__Record excerpts__
────────

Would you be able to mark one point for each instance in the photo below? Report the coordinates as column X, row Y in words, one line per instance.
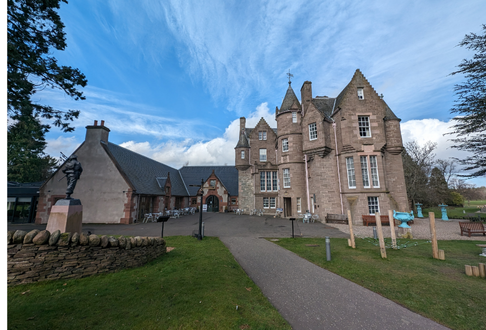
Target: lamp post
column 199, row 236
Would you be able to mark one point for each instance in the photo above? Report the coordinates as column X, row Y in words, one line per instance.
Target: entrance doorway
column 287, row 207
column 212, row 203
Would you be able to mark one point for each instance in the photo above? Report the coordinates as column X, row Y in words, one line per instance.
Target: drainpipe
column 307, row 183
column 337, row 163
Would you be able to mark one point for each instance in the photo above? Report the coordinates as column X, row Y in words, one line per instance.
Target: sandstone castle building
column 326, row 155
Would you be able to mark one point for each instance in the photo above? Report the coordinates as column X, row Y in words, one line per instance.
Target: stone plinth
column 66, row 216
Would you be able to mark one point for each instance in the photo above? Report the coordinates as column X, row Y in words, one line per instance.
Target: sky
column 172, row 78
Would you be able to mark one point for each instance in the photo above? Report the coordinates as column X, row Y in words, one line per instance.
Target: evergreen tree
column 470, row 106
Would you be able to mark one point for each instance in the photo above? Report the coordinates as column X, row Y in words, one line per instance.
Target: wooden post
column 392, row 229
column 350, row 223
column 435, row 248
column 380, row 235
column 482, row 270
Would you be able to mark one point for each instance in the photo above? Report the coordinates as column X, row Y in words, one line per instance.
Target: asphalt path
column 307, row 296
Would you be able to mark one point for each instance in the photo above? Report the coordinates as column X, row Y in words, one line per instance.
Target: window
column 265, row 202
column 367, row 168
column 286, row 175
column 263, row 155
column 373, row 205
column 364, row 171
column 268, row 180
column 374, row 172
column 364, row 126
column 312, row 131
column 285, row 145
column 351, row 174
column 274, row 181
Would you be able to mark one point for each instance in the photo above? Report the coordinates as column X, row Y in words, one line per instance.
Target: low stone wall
column 41, row 256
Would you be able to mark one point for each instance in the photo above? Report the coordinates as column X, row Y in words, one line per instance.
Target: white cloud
column 218, row 151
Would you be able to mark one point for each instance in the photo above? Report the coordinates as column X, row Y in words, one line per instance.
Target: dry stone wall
column 41, row 256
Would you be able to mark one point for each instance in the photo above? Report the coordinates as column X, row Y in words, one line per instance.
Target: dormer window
column 312, row 131
column 364, row 126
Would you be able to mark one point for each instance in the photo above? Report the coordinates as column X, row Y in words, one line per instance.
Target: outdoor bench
column 336, row 218
column 472, row 228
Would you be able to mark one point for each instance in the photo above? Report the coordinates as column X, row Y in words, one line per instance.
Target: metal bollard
column 328, row 248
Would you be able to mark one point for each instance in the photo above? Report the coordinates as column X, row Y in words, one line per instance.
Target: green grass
column 195, row 286
column 437, row 289
column 466, row 212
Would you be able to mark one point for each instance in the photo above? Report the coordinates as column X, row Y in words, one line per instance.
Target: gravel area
column 445, row 230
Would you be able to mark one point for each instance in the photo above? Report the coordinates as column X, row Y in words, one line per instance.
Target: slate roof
column 228, row 175
column 148, row 177
column 142, row 172
column 289, row 100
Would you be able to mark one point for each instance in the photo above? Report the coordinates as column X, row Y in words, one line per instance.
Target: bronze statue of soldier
column 73, row 171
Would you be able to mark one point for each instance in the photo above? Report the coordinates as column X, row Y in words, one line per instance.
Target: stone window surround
column 373, row 204
column 366, row 128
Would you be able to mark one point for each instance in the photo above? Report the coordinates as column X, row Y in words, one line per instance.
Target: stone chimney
column 97, row 133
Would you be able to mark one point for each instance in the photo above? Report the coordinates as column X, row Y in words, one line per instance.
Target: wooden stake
column 482, row 270
column 392, row 229
column 350, row 223
column 435, row 248
column 380, row 235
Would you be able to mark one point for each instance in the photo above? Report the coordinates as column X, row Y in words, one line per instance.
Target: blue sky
column 171, row 78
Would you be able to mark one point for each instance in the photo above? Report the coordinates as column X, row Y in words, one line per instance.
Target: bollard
column 328, row 248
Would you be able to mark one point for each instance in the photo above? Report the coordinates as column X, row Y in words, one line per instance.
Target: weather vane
column 290, row 76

────────

With pictures excluded, output the listing above exactly as it stands.

Would you be able to mark one point for each instance in the photo below? Report the coordinates as column X, row Y in words, one line per instance.
Target: lamp post
column 199, row 236
Would you be able to mark one point for each instance in the photo above? Report the coordinates as column X, row Y in words, one line per instance.
Target: entrance doorway
column 287, row 207
column 212, row 203
Would you be able to mark one point for each instance in the photo above? Report the coordinates as column X, row Y in words, one line per instance.
Target: drainpipe
column 307, row 183
column 337, row 163
Would you be able to mark one point for each instance in the photo above? Report the coordinates as column X, row Y in words, one line per instance.
Target: sandstone castle building
column 326, row 155
Would you be able to mark one point for each instance in the photo above? Report the coordinates as column X, row Y in words, one line per instance.
Target: stone plinth
column 66, row 216
Would you be able to mark one point for each instance in the photo above? Report the coordinates as column X, row Y in words, one line per instance.
Target: sky
column 172, row 78
Would you be able to mark one point for each instance in the photo above? Report the coordinates as column X, row Y in words, one line per instance.
Target: evergreen tree
column 470, row 106
Would you be able to mark one point for each instance in the photo above? Report the coordinates as column X, row Y in words, one line per instance.
Target: wooden post
column 392, row 229
column 350, row 223
column 435, row 248
column 380, row 235
column 482, row 270
Would you be able to mark one point for each instance in the photo above? Report the coordinates as column X, row Y in words, one line per instance.
Target: asphalt path
column 307, row 296
Would you be able to mark one point for each instance in the photo above? Report the coordinates as column X, row Y in words, one line per instance.
Target: window
column 265, row 202
column 367, row 168
column 286, row 175
column 263, row 155
column 373, row 205
column 364, row 171
column 268, row 180
column 374, row 172
column 364, row 126
column 312, row 131
column 285, row 145
column 351, row 174
column 274, row 181
Would you be able to mark one point for each instance in the photo above? Report the coordinates as column X, row Y in words, one line per instance.
Target: low stone wall
column 41, row 256
Would you be able to mark one point for each instance in the photo above? Report the coordinates as column X, row Y in words, one line per instance.
Target: white cloud
column 218, row 151
Would you be able to mark one point for each instance in the photo above? Report the coordinates as column X, row Y in words, one line per instance.
Target: dry stone wall
column 41, row 256
Would you be able to mark one point for each instance in the photo above? Report the coordinates as column X, row Y in words, one line per instance.
Target: dormer window
column 312, row 131
column 364, row 126
Would you be able to mark one point for each instance in the photo above? Report the coordinates as column X, row Y in words, one line per instance.
Target: outdoor bench
column 336, row 218
column 472, row 228
Would you be able to mark one point for each instance in the photo above? Report the coordinates as column X, row Y in words, one line per instance.
Target: metal bollard
column 328, row 248
Would you be able to mark one point for each instance in the photo above? Report the coordinates as column X, row Y in words, one line per instance.
Target: green grass
column 195, row 286
column 437, row 289
column 466, row 212
Would you be able to mark one point for each instance in the photo above? Report the coordinates as column X, row Y in words, one line per instance.
Target: gravel area
column 445, row 230
Would you be able to mark one point for each instance in the photo above? Report the coordinates as column X, row Y in words, one line per instance.
Target: slate roof
column 228, row 175
column 148, row 177
column 142, row 172
column 289, row 100
Would you be able to mark one point for each instance in the photo above? Report the coordinates as column X, row Y in words, one line per instance.
Target: bronze statue of soldier
column 73, row 171
Would you be able to mark one point for each instance in the photo above? Report the coordinates as column X, row Y in words, one line per instance.
Target: stone window surround
column 373, row 204
column 366, row 128
Would you be able to mark one point for each instance in the photo above? Report the coordinates as column X, row Y in words, one line per instance.
Target: stone chimney
column 97, row 133
Would you be able to mark one point for each instance in the photo above? Report the coordinates as column X, row Y in words, one line per instance.
Target: wooden stake
column 482, row 270
column 392, row 229
column 350, row 223
column 435, row 248
column 380, row 235
Would you be able to mark one point for each instance in the photo above? Report the coordinates as column X, row Y in words, one line per instance.
Target: blue sky
column 171, row 78
Would you be able to mark one point for each instance in the photo above? Report the coordinates as column X, row Y in words, one line per instance.
Target: bollard
column 328, row 248
Would you be able to mark one point for each instance in the photo above? Report the coordinates as column X, row Y in words, one line per instance.
Target: weather vane
column 290, row 76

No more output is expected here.